• _What you are asked to do_:
Whatever appears in the entries must be given again exactly.

Start of Information provided

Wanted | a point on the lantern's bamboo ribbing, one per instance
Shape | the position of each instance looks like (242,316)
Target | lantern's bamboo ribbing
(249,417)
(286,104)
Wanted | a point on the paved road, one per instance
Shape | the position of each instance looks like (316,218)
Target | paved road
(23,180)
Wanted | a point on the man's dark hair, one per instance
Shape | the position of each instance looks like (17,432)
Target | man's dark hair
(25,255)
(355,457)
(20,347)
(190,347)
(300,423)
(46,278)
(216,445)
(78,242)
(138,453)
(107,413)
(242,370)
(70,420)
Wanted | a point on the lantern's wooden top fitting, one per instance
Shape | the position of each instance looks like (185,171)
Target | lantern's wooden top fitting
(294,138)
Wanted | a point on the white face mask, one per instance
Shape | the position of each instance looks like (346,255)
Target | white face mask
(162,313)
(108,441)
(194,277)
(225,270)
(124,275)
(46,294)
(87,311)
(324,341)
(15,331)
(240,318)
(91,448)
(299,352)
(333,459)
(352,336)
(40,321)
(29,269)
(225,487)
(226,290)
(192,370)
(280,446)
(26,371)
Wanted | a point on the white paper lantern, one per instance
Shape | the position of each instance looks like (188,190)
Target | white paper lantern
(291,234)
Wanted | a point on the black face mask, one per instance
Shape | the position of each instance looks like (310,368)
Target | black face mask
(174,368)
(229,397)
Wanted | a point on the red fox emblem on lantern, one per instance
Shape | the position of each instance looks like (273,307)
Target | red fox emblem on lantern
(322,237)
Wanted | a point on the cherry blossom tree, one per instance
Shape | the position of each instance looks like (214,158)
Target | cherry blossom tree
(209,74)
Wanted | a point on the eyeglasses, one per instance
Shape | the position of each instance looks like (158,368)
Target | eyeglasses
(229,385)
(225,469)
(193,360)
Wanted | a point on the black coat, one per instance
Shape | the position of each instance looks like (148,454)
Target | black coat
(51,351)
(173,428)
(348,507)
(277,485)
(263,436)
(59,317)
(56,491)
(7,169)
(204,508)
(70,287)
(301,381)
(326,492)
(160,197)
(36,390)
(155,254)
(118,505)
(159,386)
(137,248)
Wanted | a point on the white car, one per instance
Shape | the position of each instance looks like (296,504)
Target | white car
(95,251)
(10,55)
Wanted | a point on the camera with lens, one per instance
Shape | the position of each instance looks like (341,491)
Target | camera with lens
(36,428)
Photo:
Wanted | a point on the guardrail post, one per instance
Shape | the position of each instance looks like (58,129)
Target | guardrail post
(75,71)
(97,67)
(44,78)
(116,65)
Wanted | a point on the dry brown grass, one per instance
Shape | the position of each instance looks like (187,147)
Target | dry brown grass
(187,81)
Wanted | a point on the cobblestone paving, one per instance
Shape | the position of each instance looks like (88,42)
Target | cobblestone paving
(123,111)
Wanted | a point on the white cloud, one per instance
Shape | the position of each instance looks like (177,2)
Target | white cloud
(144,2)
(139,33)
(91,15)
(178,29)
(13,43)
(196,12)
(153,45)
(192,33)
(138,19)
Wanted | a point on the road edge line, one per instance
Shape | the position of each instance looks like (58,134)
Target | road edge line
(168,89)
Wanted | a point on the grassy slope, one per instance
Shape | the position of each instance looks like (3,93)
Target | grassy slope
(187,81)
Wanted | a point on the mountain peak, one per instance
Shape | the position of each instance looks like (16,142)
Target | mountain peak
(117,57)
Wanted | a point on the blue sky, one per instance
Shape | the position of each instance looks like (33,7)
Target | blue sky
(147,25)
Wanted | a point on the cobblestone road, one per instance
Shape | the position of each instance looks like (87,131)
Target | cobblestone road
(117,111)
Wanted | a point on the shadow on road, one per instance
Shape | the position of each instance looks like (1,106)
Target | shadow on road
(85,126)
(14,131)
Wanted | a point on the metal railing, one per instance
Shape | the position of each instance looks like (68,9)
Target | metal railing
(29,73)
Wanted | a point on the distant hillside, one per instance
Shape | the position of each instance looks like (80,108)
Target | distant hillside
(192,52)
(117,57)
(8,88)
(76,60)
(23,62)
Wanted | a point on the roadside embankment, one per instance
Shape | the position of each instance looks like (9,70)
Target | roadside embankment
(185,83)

End of Information provided

• _Output for this task_:
Wanted | a point on the lantern's bamboo ribbing, one per instance
Shape | the position of each instance looks like (242,316)
Target | lantern's bamboo ribbing
(249,417)
(286,104)
Wanted | a point on the paved road, one per instance
Shape | the position of each instance looks like (316,218)
Target | paved road
(23,180)
Wanted | a point on the man's dark hair, one per instance
Shape | the position of each instance looks like (17,432)
Target | man's dark hair
(25,255)
(355,457)
(20,347)
(190,347)
(300,423)
(46,278)
(216,445)
(78,242)
(138,453)
(107,413)
(242,370)
(70,420)
Wanted | a point on the lantern's wooden top fitting, one per instance
Shape | the position of each instance looks like (185,171)
Target | lantern's wooden top fitting
(294,138)
Wanted | a point on the white face mask, one per instance
Shape | the position of each instance looks like (346,255)
Target | white face mask
(162,313)
(108,441)
(194,277)
(225,270)
(124,275)
(46,294)
(87,311)
(324,341)
(15,331)
(240,318)
(91,448)
(299,352)
(333,459)
(352,336)
(40,321)
(29,269)
(225,487)
(226,290)
(192,370)
(280,446)
(26,371)
Wanted | a point on the white paper lantern, one per instance
Shape | the position of each instance looks like (188,190)
Target | white paper lantern
(291,234)
Wanted | a point on the black face mask, one per instance
Shape | the position of each instance looks like (310,368)
Target | black face mask
(174,368)
(229,397)
Wanted | a point on the red fox emblem on lantern, one per instance
Shape | the position of each instance looks like (273,307)
Target | red fox emblem on lantern
(322,237)
Wanted | a point on the cherry blossom tree, one per instance
Shape | the position of each instance looks like (214,158)
Target | cherry blossom tree
(209,74)
Wanted | a point on the eyeglasses, one per instance
Shape | the position of each instance looks like (158,368)
Target | eyeglasses
(229,385)
(225,469)
(193,360)
Wanted | a point on the black coat, one per instance
Shape | the position of each instance looks like (148,454)
Target | black coat
(51,351)
(173,428)
(348,507)
(277,485)
(263,436)
(59,317)
(56,491)
(7,169)
(204,508)
(70,287)
(301,381)
(326,492)
(160,197)
(36,390)
(155,254)
(118,505)
(159,386)
(137,248)
Wanted | a point on the white car, one per instance
Shape | the position of each instance looks like (296,504)
Target | white car
(95,251)
(10,55)
Wanted | a point on the camera with lens, one per instance
Shape | the position of each instance looks like (341,491)
Target | camera with lens
(36,428)
Photo:
Wanted | a point on the guardrail post, one per instance
Shape | the position of each instance looks like (58,129)
Target | guardrail post
(75,71)
(97,67)
(44,78)
(116,65)
Wanted | a point on the dry brown grass, one per instance
Shape | the position of each instance looks like (187,147)
Target | dry brown grass
(187,81)
Wanted | a point on the cobblestone paving, one per instance
Shape | the position of each instance looks like (88,42)
Target | cobblestone paving
(123,111)
Wanted | a point on the white cloud, one per instance
Shape | the position of each instance looks like (177,2)
Target | white cloud
(144,2)
(139,33)
(91,15)
(178,29)
(13,43)
(196,12)
(153,45)
(192,33)
(138,19)
Wanted | a point on the road edge line, one per instance
Shape | the position of each instance looks like (58,134)
Target | road edge line
(168,89)
Wanted | a point on the grassy slope, one per instance
Shape | the position of each instance looks like (3,93)
Target | grassy slope
(187,81)
Wanted | a point on the mountain peak, one per instance
Shape | the position of each instance looks like (16,142)
Target | mountain peak
(117,57)
Wanted | a point on the blue sky, one per instance
Shape | the position of each instance looks like (33,7)
Target | blue sky
(147,25)
Wanted | a point on the cobblestone road, one per instance
Shape | the position of each instance looks like (87,131)
Target | cobblestone road
(117,111)
Wanted | a point on the shadow on road, one per instance
Shape | the position of each instance looks like (1,106)
Target | shadow on road
(85,126)
(14,131)
Wanted | a point on the metal railing, one per instance
Shape | the position of each instance looks like (68,9)
Target | metal railing
(29,73)
Wanted | a point on the distant hillside, one per instance
Shape | the position of each instance looks like (80,108)
Target | distant hillside
(192,52)
(117,57)
(8,88)
(76,60)
(23,62)
Wanted | a point on the roadside embankment, one per instance
Shape | the position of each instance looks like (9,70)
Target | roadside embankment
(185,83)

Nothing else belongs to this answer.